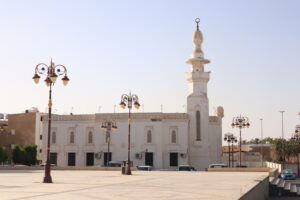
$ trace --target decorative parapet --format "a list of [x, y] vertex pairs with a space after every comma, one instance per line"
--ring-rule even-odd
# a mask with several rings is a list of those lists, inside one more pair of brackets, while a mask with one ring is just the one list
[[209, 116], [209, 123], [218, 123], [220, 122], [220, 118], [217, 116]]
[[[95, 114], [91, 115], [52, 115], [52, 121], [94, 121]], [[48, 121], [48, 116], [43, 117], [43, 121]]]
[[[128, 113], [104, 113], [96, 114], [96, 120], [104, 119], [127, 119]], [[187, 113], [132, 113], [132, 119], [149, 119], [152, 121], [161, 121], [167, 119], [188, 119]]]
[[[97, 113], [90, 115], [52, 115], [52, 121], [102, 121], [105, 119], [126, 120], [128, 113]], [[132, 119], [149, 119], [152, 121], [162, 120], [188, 120], [187, 113], [132, 113]], [[48, 116], [43, 117], [43, 121], [48, 121]]]

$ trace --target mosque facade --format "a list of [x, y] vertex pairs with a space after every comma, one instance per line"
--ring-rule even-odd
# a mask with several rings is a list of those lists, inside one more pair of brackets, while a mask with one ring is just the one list
[[[204, 170], [212, 163], [221, 163], [222, 107], [209, 116], [207, 83], [201, 45], [203, 35], [197, 28], [192, 36], [194, 50], [186, 61], [191, 71], [188, 82], [186, 113], [132, 113], [130, 158], [133, 166], [151, 165], [154, 169], [175, 170], [179, 165], [191, 165]], [[104, 121], [114, 121], [117, 130], [101, 130]], [[48, 119], [44, 117], [43, 138], [47, 138]], [[53, 115], [50, 160], [57, 166], [103, 166], [108, 160], [125, 161], [128, 156], [128, 114], [96, 113], [90, 115]], [[42, 158], [46, 161], [47, 142], [42, 143]], [[108, 151], [108, 142], [109, 151]], [[108, 153], [109, 152], [109, 153]]]

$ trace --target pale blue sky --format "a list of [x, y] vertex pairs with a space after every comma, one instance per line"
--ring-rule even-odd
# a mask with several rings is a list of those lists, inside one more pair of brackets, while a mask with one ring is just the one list
[[[45, 111], [48, 90], [32, 81], [34, 67], [68, 67], [70, 84], [54, 87], [54, 112], [113, 112], [123, 93], [145, 112], [183, 112], [185, 72], [201, 19], [203, 51], [211, 60], [210, 113], [224, 106], [250, 118], [245, 138], [285, 135], [300, 123], [300, 1], [0, 1], [0, 111]], [[101, 108], [100, 108], [101, 106]], [[117, 112], [123, 112], [119, 107]], [[139, 112], [142, 112], [140, 110]]]

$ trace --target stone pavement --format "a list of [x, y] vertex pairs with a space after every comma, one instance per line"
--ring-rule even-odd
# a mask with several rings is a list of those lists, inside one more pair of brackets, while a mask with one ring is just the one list
[[1, 200], [239, 199], [266, 177], [264, 172], [52, 171], [0, 170]]

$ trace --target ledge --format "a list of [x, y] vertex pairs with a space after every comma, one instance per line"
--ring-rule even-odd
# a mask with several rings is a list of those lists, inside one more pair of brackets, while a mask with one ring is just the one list
[[[0, 170], [44, 170], [44, 167], [40, 166], [0, 166]], [[99, 170], [99, 171], [120, 171], [121, 167], [101, 167], [101, 166], [91, 166], [91, 167], [51, 167], [51, 170]], [[131, 171], [136, 171], [136, 167], [131, 167]]]
[[270, 177], [278, 176], [276, 168], [207, 168], [208, 172], [269, 172]]

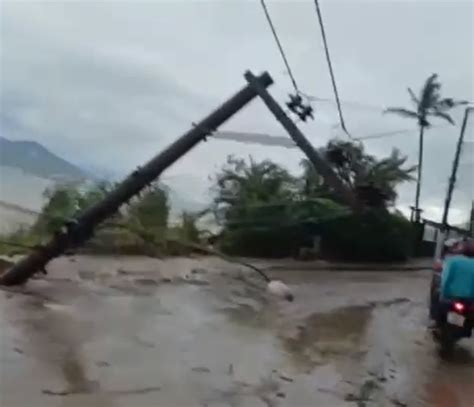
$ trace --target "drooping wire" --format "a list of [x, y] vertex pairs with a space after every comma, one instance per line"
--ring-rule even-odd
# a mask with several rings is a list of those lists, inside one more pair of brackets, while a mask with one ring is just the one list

■ Task instructions ■
Exact transcription of the full listing above is required; images do not belong in it.

■ Finished task ■
$ trace --target decorative parapet --format "a list of [x, y] vertex pairs with a space after every comma, one instance per line"
--ring-rule even-odd
# a mask with several rings is a list of those lists, inside one more pair of brackets, while a mask with one ring is just the one list
[[209, 116], [209, 123], [218, 123], [220, 122], [220, 118], [217, 116]]
[[[95, 114], [91, 115], [52, 115], [52, 121], [94, 121]], [[48, 121], [48, 116], [43, 117], [43, 121]]]
[[[128, 113], [104, 113], [96, 114], [96, 120], [104, 119], [127, 119]], [[187, 113], [132, 113], [132, 119], [149, 119], [152, 121], [161, 121], [167, 119], [188, 119]]]
[[[97, 113], [90, 115], [52, 115], [52, 121], [102, 121], [105, 119], [126, 120], [128, 113]], [[132, 119], [149, 119], [152, 121], [162, 120], [188, 120], [187, 113], [132, 113]], [[48, 116], [43, 117], [43, 121], [48, 121]]]

$ trace --target mosque facade --format "a list of [x, y] vertex pairs with a space after every comma, one instance per line"
--ring-rule even-odd
# a mask with several rings is a list of those lists, inside one more pair of brackets, while a mask with one ring is just the one list
[[[204, 170], [212, 163], [221, 163], [222, 107], [209, 116], [207, 83], [201, 45], [203, 35], [197, 28], [192, 36], [194, 50], [186, 61], [191, 71], [188, 82], [186, 113], [132, 113], [130, 158], [133, 166], [151, 165], [154, 169], [175, 170], [179, 165], [191, 165]], [[104, 121], [114, 121], [117, 130], [101, 130]], [[48, 119], [44, 117], [43, 138], [47, 138]], [[53, 115], [50, 160], [57, 166], [103, 166], [108, 160], [125, 161], [128, 156], [128, 114], [96, 113], [90, 115]], [[42, 158], [46, 161], [47, 142], [42, 143]], [[108, 151], [108, 142], [109, 151]], [[108, 153], [109, 152], [109, 153]]]

$ trace --target pale blue sky --format "a list of [x, y] vertex pairs with a space after every comma, one instance per line"
--ring-rule even-odd
# a mask with several rings is a list of those lists, inside one more pair of brackets, while a mask with one ring is just the one list
[[[45, 111], [48, 90], [32, 81], [34, 67], [68, 67], [70, 84], [54, 87], [54, 112], [113, 112], [123, 93], [145, 112], [183, 112], [185, 72], [201, 19], [203, 51], [211, 60], [210, 113], [224, 106], [250, 118], [245, 138], [285, 135], [300, 123], [300, 1], [0, 1], [0, 111]], [[101, 108], [100, 108], [101, 106]], [[117, 112], [123, 112], [119, 107]], [[139, 112], [142, 112], [140, 110]]]

$ trace --target stone pavement --format "a list of [x, y] vertex pairs with a space after every comma, one instance per line"
--ring-rule even-odd
# a mask with several rings is a list of those lists, inside one more pair of brackets, while a mask with one ring is just the one list
[[1, 200], [239, 199], [266, 177], [264, 172], [52, 171], [0, 170]]

$ trace --target ledge --format "a list of [x, y] vertex pairs with a space after every comma, one instance per line"
--ring-rule even-odd
# a mask with several rings is a list of those lists, inside one more pair of brackets, while a mask with one ring is just the one list
[[[0, 170], [44, 170], [44, 167], [40, 166], [0, 166]], [[99, 170], [99, 171], [120, 171], [121, 167], [101, 167], [101, 166], [91, 166], [91, 167], [51, 167], [51, 170]], [[131, 171], [136, 171], [136, 167], [131, 167]]]
[[270, 177], [278, 176], [276, 168], [207, 168], [208, 172], [269, 172]]

$ trace --target "drooping wire" --format "a list of [x, y] vertex pairs with a space after every comma, one instance per line"
--ring-rule even-odd
# a mask with several rings is a list of those lists, inside one more pair of brackets, while a mask with one ring is just the one list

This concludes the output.